Location labeling records:
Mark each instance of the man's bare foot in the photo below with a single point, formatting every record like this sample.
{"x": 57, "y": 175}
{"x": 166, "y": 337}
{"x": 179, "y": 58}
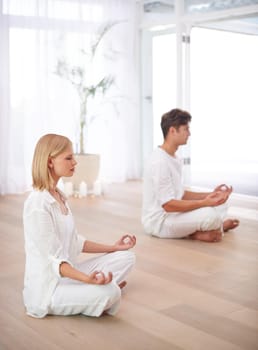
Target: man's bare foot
{"x": 122, "y": 284}
{"x": 230, "y": 224}
{"x": 207, "y": 236}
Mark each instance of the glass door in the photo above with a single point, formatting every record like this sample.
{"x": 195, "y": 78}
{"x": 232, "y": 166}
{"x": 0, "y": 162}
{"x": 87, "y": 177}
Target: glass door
{"x": 224, "y": 75}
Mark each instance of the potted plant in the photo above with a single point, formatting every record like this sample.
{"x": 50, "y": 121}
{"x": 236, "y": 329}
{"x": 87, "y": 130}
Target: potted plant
{"x": 87, "y": 87}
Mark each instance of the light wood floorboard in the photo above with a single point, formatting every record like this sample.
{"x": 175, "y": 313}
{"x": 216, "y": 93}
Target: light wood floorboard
{"x": 182, "y": 294}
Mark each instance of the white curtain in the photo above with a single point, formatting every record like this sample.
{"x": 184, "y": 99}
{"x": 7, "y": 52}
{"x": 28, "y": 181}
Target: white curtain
{"x": 34, "y": 100}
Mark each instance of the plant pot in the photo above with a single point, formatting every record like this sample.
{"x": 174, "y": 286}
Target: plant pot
{"x": 87, "y": 170}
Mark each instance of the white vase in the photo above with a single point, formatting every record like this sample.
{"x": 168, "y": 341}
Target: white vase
{"x": 87, "y": 170}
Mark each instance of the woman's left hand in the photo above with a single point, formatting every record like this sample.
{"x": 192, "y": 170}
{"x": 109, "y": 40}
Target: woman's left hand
{"x": 125, "y": 242}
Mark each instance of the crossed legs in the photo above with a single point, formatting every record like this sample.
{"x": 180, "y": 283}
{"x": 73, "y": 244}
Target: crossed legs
{"x": 204, "y": 224}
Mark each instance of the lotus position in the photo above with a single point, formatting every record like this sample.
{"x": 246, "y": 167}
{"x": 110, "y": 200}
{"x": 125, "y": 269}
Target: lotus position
{"x": 54, "y": 282}
{"x": 168, "y": 210}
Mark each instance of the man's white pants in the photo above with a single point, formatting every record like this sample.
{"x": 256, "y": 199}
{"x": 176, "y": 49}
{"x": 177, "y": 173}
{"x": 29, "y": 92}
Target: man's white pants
{"x": 74, "y": 297}
{"x": 179, "y": 225}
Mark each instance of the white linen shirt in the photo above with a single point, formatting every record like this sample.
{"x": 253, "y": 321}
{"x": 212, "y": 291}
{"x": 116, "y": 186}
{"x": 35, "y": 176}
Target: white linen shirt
{"x": 162, "y": 182}
{"x": 50, "y": 238}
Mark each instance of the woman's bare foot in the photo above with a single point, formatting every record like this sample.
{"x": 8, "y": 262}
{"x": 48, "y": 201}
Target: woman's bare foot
{"x": 122, "y": 284}
{"x": 207, "y": 236}
{"x": 230, "y": 224}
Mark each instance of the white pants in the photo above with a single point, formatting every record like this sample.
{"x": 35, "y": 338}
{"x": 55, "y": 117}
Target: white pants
{"x": 178, "y": 225}
{"x": 74, "y": 297}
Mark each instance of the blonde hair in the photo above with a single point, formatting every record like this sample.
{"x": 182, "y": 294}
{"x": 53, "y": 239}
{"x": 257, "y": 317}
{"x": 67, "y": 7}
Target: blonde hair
{"x": 50, "y": 145}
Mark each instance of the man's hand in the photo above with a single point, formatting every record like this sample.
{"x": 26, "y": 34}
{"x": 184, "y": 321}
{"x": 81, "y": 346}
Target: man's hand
{"x": 125, "y": 242}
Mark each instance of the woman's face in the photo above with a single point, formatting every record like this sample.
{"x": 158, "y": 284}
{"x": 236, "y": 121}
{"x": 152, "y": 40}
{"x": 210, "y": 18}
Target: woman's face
{"x": 63, "y": 164}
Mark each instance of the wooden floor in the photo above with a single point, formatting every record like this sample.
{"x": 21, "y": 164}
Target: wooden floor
{"x": 182, "y": 294}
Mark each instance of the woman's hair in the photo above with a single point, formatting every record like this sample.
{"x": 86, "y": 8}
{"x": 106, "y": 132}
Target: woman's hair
{"x": 50, "y": 145}
{"x": 176, "y": 118}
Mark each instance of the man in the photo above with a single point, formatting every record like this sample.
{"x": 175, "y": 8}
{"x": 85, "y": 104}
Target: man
{"x": 168, "y": 210}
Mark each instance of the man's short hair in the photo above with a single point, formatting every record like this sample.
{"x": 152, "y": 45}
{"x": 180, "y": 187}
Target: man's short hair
{"x": 176, "y": 117}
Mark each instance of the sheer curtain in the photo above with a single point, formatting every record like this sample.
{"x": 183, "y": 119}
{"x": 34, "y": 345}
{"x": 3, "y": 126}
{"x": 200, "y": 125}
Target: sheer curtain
{"x": 35, "y": 101}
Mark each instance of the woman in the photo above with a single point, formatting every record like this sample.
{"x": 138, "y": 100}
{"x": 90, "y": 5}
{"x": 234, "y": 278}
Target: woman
{"x": 54, "y": 282}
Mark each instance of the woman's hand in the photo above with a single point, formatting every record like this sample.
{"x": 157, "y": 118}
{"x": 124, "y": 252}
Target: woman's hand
{"x": 224, "y": 188}
{"x": 98, "y": 277}
{"x": 125, "y": 242}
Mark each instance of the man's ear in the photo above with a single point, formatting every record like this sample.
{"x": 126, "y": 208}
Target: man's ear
{"x": 50, "y": 163}
{"x": 172, "y": 129}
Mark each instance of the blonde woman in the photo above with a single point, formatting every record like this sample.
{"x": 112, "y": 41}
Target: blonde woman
{"x": 54, "y": 283}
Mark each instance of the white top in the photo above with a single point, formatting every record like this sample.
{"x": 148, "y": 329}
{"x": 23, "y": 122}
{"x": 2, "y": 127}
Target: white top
{"x": 50, "y": 238}
{"x": 162, "y": 182}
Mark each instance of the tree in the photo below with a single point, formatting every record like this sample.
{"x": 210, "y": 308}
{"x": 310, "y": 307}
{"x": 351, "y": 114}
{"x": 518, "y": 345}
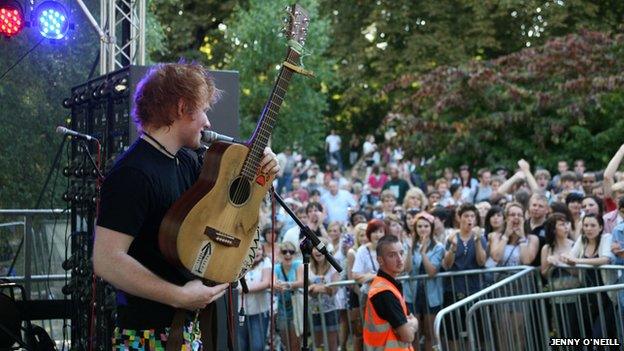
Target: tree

What to produce:
Without the pictures, write out every entry precisely as it appears.

Result of this task:
Mark each instance of the man's bare foot in the photo below with a single point, formatting every record like this sample.
{"x": 57, "y": 175}
{"x": 166, "y": 337}
{"x": 179, "y": 58}
Target: man's bare foot
{"x": 122, "y": 284}
{"x": 230, "y": 224}
{"x": 207, "y": 236}
Mark each instance of the glass door in the photo above with a single point, formatting every record like this sample.
{"x": 195, "y": 78}
{"x": 232, "y": 166}
{"x": 0, "y": 162}
{"x": 87, "y": 177}
Target: glass door
{"x": 224, "y": 75}
Mark each instance of the potted plant in the photo above with a single point, formatting every record like this sample.
{"x": 50, "y": 121}
{"x": 236, "y": 329}
{"x": 87, "y": 130}
Target: potted plant
{"x": 87, "y": 87}
Mark each instance of the light wood floorboard in the photo above with a single point, formatting every record like this sample.
{"x": 175, "y": 313}
{"x": 216, "y": 93}
Target: light wood floorboard
{"x": 182, "y": 294}
Mark each instance of the white curtain in the photo above with a single point, formatting every record like this sample.
{"x": 184, "y": 99}
{"x": 7, "y": 52}
{"x": 28, "y": 181}
Target: white curtain
{"x": 34, "y": 100}
Mark each instance of the plant pot in the photo above with a single point, formatting every record like this sample.
{"x": 174, "y": 286}
Target: plant pot
{"x": 87, "y": 170}
Mark each instance of the white vase in the photo above with a single point, formatting every record like this sample.
{"x": 168, "y": 341}
Target: white vase
{"x": 87, "y": 170}
Mark each instance of the woman's left hand in the photo above with a single point, formatting every record like this sample.
{"x": 192, "y": 170}
{"x": 109, "y": 40}
Target: woman's left hand
{"x": 125, "y": 242}
Mark each instance of the crossed legs in the photo above with a single point, formatting every record like this sample.
{"x": 180, "y": 283}
{"x": 73, "y": 244}
Target: crossed legs
{"x": 204, "y": 224}
Mark each instance of the lotus position in the photo above with a single point, formatting every record like this sample.
{"x": 246, "y": 167}
{"x": 110, "y": 200}
{"x": 125, "y": 269}
Target: lotus position
{"x": 54, "y": 282}
{"x": 168, "y": 210}
Mark each instance of the man's white pants in the photo above with a single point, formatting every record like this sample.
{"x": 256, "y": 199}
{"x": 176, "y": 49}
{"x": 177, "y": 173}
{"x": 29, "y": 92}
Target: man's white pants
{"x": 74, "y": 297}
{"x": 179, "y": 225}
Mark each instance of the white linen shirt in the photo above with a single point, formatting every record like this sample.
{"x": 253, "y": 321}
{"x": 212, "y": 291}
{"x": 116, "y": 186}
{"x": 35, "y": 176}
Target: white linen shirt
{"x": 162, "y": 182}
{"x": 50, "y": 238}
Mark each instance of the woman's bare foot in the photo above with a single point, formatting every record like this sample.
{"x": 8, "y": 262}
{"x": 48, "y": 201}
Target: woman's bare foot
{"x": 122, "y": 284}
{"x": 207, "y": 236}
{"x": 230, "y": 224}
Mark each instance of the white pants in the photo above with a single point, formatting every record like this sample.
{"x": 35, "y": 338}
{"x": 55, "y": 117}
Target: white pants
{"x": 178, "y": 225}
{"x": 74, "y": 297}
Mark each instance of the blonde hair in the photo above with a single point, formatting every record like this sample.
{"x": 182, "y": 294}
{"x": 53, "y": 239}
{"x": 257, "y": 317}
{"x": 67, "y": 7}
Target: blonde hair
{"x": 50, "y": 145}
Mark each instance of the man's hand in the photo above with a single point, formatting every record like this sample.
{"x": 26, "y": 34}
{"x": 184, "y": 321}
{"x": 81, "y": 346}
Target: man's hand
{"x": 125, "y": 242}
Mark each instance of the woman's face in the photo above with a single point, formatting every record like this sample.
{"x": 158, "y": 284}
{"x": 236, "y": 121}
{"x": 152, "y": 40}
{"x": 210, "y": 18}
Target: woman's face
{"x": 63, "y": 164}
Mark each instance of the wooden floor in the photo above with a single point, formatting every record like this sample.
{"x": 21, "y": 164}
Target: wooden floor
{"x": 182, "y": 294}
Mark each instance of the woman's hair in the photo above with a single point, formatting every record like this sample.
{"x": 86, "y": 8}
{"x": 106, "y": 132}
Target: woman's hair
{"x": 50, "y": 145}
{"x": 176, "y": 118}
Mark each instance of the man in the photo above with a single point, formatting every record like this sample.
{"x": 175, "y": 8}
{"x": 85, "y": 104}
Target: man
{"x": 168, "y": 210}
Mark each instance of the man's short hair in the photo above with a single point, formatting every record like this sample.
{"x": 152, "y": 45}
{"x": 180, "y": 187}
Target: man's short hair
{"x": 176, "y": 117}
Mark each instance of the sheer curtain in the photo above with a single point, formatting every record like this sample.
{"x": 183, "y": 119}
{"x": 34, "y": 345}
{"x": 3, "y": 126}
{"x": 200, "y": 125}
Target: sheer curtain
{"x": 35, "y": 101}
Mark each instance of the woman in the photo above with a single point, formatting every record like this sample.
{"x": 138, "y": 100}
{"x": 90, "y": 5}
{"x": 234, "y": 278}
Target: woman
{"x": 54, "y": 282}
Mark each instance of the woman's hand in the photo above with a single point, formatting every record like this sample.
{"x": 157, "y": 118}
{"x": 124, "y": 252}
Target: woman's hand
{"x": 224, "y": 188}
{"x": 98, "y": 277}
{"x": 125, "y": 242}
Mark each instance of the man's ear in the photo above with a single point, formatting every record like this sample.
{"x": 126, "y": 208}
Target: man's ear
{"x": 50, "y": 163}
{"x": 172, "y": 129}
Mark each instance of the blonde woman in the photo above with a single point, formatting every record like this sample.
{"x": 112, "y": 41}
Target: blonde woman
{"x": 54, "y": 283}
Mark each instance of the white top in the photo above with a single point, formatting every record like this sample.
{"x": 148, "y": 329}
{"x": 23, "y": 122}
{"x": 2, "y": 127}
Target: white top
{"x": 50, "y": 238}
{"x": 162, "y": 182}
Mark each instance of the tree in the photo below with a single point, formatting every record like this sample.
{"x": 210, "y": 308}
{"x": 310, "y": 307}
{"x": 351, "y": 114}
{"x": 518, "y": 345}
Target: tree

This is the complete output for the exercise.